**Instructions**
• A. Output the forum thread word for word, everything from "Actually two looked" down to "(Feb 28, 2007)".
• B. Answer these questions using the forum thread, one per line:
(i) According to the opening post, about how old was the dog featured on the Today Show?
(ii) What did the website say the dog was, according to irnfit?
(iii) How old was the dog that Flynn Gentry-Taylor describes as "only" a certain age?
======== Quoted passage
# HAVANESE ON TODAY SHOW



## mama40 (Jul 8, 2009)

:kev:not sure if he'll be limited to NYC area, but a purebred havanese was featured on the Today Show a few minutes ago for adoption. He is approx 3 yrs old - looked silvery gray until they had to shave him down because of the mats. Someone is going to be lucky!
Take a look on their website!


----------



## Flynn Gentry-Taylor (Jan 17, 2008)

mama40 said:


> :kev:not sure if he'll be limited to NYC area, but a purebred havanese was featured on the Today Show a few minutes ago for adoption. He is approx 3 yrs old - looked silvery gray until they had to shave him down because of the mats. Someone is going to be lucky!
> Take a look on their website!


He was darling, I think it was a he! All cut down and will grow out nicely!! Flynn


----------



## Pixiesmom (Jul 31, 2008)

Aww-I missed it!


----------



## Flynn Gentry-Taylor (Jan 17, 2008)

Pixiesmom said:


> Aww-I missed it!


Be glad you did, unless you wanted to go get him, he was a doll, both before and after the grooming!!  Flynn


----------



## irnfit (Nov 21, 2006)

I missed it, but the website said it was a Hav mix. Maybe they will post a video later on. They have posted the before/after pet videos under the Jill Rappaport pets.


----------



## Flynn Gentry-Taylor (Jan 17, 2008)

Actually two looked like Havs, and one looked like a mix out of the four. Did not hear all the audio, but saw the dogs. They were all cute..one was only 8 months old.


----------



## Leeann (Feb 28, 2007)
================
======== Dataset excerpts
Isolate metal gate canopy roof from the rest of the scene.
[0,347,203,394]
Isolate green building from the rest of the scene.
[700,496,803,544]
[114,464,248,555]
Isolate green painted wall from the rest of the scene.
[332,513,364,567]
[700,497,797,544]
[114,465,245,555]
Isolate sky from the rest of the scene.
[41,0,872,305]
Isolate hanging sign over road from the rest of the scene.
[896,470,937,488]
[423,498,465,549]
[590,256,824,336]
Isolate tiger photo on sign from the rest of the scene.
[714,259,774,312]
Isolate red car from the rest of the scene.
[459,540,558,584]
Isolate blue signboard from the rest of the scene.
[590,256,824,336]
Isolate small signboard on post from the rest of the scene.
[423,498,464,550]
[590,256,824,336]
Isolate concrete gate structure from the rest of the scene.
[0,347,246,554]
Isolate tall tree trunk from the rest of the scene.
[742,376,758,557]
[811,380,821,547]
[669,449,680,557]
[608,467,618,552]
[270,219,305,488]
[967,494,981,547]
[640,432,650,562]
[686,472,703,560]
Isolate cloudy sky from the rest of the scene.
================
**Responses in order**
• A.
Actually two looked like Havs, and one looked like a mix out of the four. Did not hear all the audio, but saw the dogs. They were all cute..one was only 8 months old.


----------



## Leeann (Feb 28, 2007)

• B.
(i) About 3 years old.
(ii) A Hav mix.
(iii) 8 months old.